▶ SOURCE EXCERPT:
+---+
The World as a Service

Subscription and consumption model history

Pay-as-you-go is not new. We live and breathe in a world as a service more than we realize long before software as a service (SaaS) was introduced.

In 2002, IBM Global Services (GBS) acquired Price Waterhouse Consulting (PwC). PwC organized GBS by vertical industries and horizontal practices (e.g., strategy, CRM, supply chain, etc.) as part of the integration effort. For example, the communications sector – strategy and change practice included the telecommunications, media and entertainment, and energy and utility industries.

Why are these three industries grouped together? Because they share the same subscription and consumption-based business model. Think about how our bills are calculated based on our consumption and usage for phones, cable TV, and utilities. We don’t buy these resources upfront or own them; we pay for what we use.

Cloud operating model and benefits to customers

Interestingly enough, when Microsoft started its cloud online services business unit, it leveraged the telecommunication operating model to operationalize its business. The telecom operating model is essentially the cloud operating model.

SaaS and cloud have introduced a paradigm shift of power from vendors to customers. In the on-premise model, vendors’ salesforce focuses more on closing new deals. In the subscriptions model, vendors also focus on adoption, expansion, and renewals, typically driven by customer consumption.

From a deployment perspective, software as a service provides updates more frequently with minimum effort or involvement from the customer. This model offers an improvement and benefit brought by the service-oriented architecture whereby customizations automatically integrate into new release deployment over the internet. What used to be a lengthy process to update a software package can be accomplished in a few minutes.
+---+
▶ TASK INSTRUCTIONS:
1. Do the following statements agree with the article on the world as a service? Answer yes or no for each and quote the deciding words of the article. (a) IBM Global Services acquired Price Waterhouse Consulting in 2002. (b) In the on-premise model, vendors' salesforce focuses mainly on renewals. (c) When Microsoft started its cloud online services business unit, it used the telecommunication operating model.
2. Quote from the article on the world as a service the stretch from "The World as" through "(SaaS) was introduced.", word for word.

▶ PROVIDED DATA:
+---+
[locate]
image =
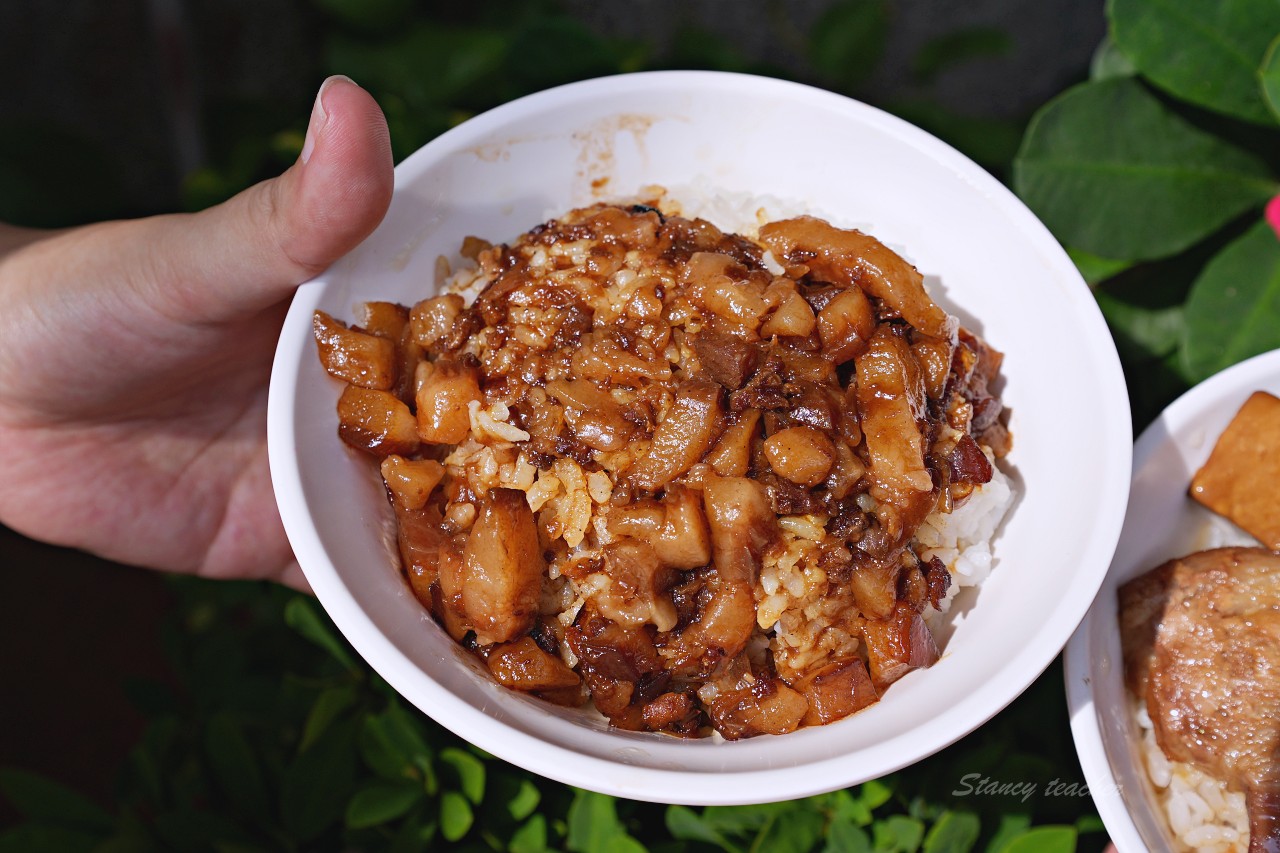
+---+
▶ TASK-BY-TASK SOLUTIONS:
1.
(a) Yes: "In 2002, IBM Global Services (GBS) acquired Price Waterhouse Consulting (PwC)."
(b) No: "In the on-premise model, vendors’ salesforce focuses more on closing new deals."
(c) Yes: "it leveraged the telecommunication operating model to operationalize its business."

2.
The World as a Service

Subscription and consumption model history

Pay-as-you-go is not new. We live and breathe in a world as a service more than we realize long before software as a service (SaaS) was introduced.